**Extracted data**
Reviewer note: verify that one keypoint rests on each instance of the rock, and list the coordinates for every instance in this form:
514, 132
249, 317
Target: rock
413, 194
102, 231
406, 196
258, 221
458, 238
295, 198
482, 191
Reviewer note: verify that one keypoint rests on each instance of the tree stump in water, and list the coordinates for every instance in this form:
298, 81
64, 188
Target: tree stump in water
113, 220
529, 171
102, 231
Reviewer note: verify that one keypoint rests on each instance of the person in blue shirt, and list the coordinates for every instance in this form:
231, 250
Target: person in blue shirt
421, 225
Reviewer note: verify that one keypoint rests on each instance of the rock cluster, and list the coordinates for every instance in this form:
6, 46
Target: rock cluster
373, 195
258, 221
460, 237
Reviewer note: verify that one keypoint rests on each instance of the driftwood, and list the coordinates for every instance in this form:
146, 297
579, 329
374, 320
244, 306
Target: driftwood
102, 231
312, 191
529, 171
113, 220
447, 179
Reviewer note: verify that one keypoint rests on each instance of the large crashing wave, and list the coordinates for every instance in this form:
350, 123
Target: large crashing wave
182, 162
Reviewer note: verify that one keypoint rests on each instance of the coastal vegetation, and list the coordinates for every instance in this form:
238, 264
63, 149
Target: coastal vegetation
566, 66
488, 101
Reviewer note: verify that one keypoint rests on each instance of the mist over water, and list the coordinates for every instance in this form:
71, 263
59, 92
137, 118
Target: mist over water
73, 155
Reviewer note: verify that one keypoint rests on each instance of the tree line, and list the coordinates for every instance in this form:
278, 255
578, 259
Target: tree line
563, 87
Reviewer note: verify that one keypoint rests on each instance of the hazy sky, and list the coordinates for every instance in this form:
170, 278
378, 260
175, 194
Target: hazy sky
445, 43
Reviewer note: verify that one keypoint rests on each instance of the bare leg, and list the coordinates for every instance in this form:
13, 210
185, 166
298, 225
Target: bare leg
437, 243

**Your task**
Reproduce all of the records above word for word, line by line, with nothing changed.

**Answer**
Reviewer note: verify that one keypoint rests on each instance of the rock, and list the coordinates for every instance in this form:
514, 132
249, 317
Target: rock
413, 194
102, 231
406, 196
258, 221
458, 238
295, 198
482, 191
Reviewer note: verify that one keypoint rests on each instance of the tree stump in water, and list the coordinates for every instance in this form:
298, 81
64, 188
Target: tree stump in water
113, 220
529, 171
102, 231
Reviewer note: verify that one keypoint rests on each instance of the person in blue shirt, and list the coordinates for every instance in this form:
231, 250
Target: person in blue shirt
421, 225
Reviewer note: verify that one keypoint rests on each instance of the rock cluster, and list the coordinates for every instance in this form:
6, 46
Target: rock cluster
373, 195
258, 221
460, 237
Reviewer note: verify that one keypoint rests on each instance of the driftwood, and list the coordinates for every instance in this form:
146, 297
579, 329
374, 320
244, 306
Target: driftwood
102, 231
312, 191
529, 171
113, 220
447, 179
Reviewer note: verify that one keypoint rests on each instance of the large crashing wave, and list the coordinates for every instance in this form:
350, 123
Target: large crashing wave
182, 162
Reviewer note: verify that one keypoint rests on each instance of the coastal vegetation, and list the coordinates for every instance in this form:
238, 264
63, 149
Target: coastal vegetation
566, 66
488, 101
Reviewer note: verify that one keypoint rests on each instance of the mist over water, and list the coordinates for every instance in this form:
71, 263
59, 92
137, 118
Target: mist over water
73, 155
Reviewer note: verify that one keypoint rests on each instance of the tree line, and list the coordinates for every instance in this form:
278, 255
578, 259
Target: tree line
563, 87
Reviewer note: verify that one keypoint rests on each instance of the hazy sky, and list the coordinates for every instance in this form:
170, 278
378, 260
175, 194
Target: hazy sky
445, 43
Reviewer note: verify that one keypoint rests on each instance of the bare leg, and list the coordinates for every instance in this form:
13, 210
185, 166
298, 225
Target: bare leg
437, 243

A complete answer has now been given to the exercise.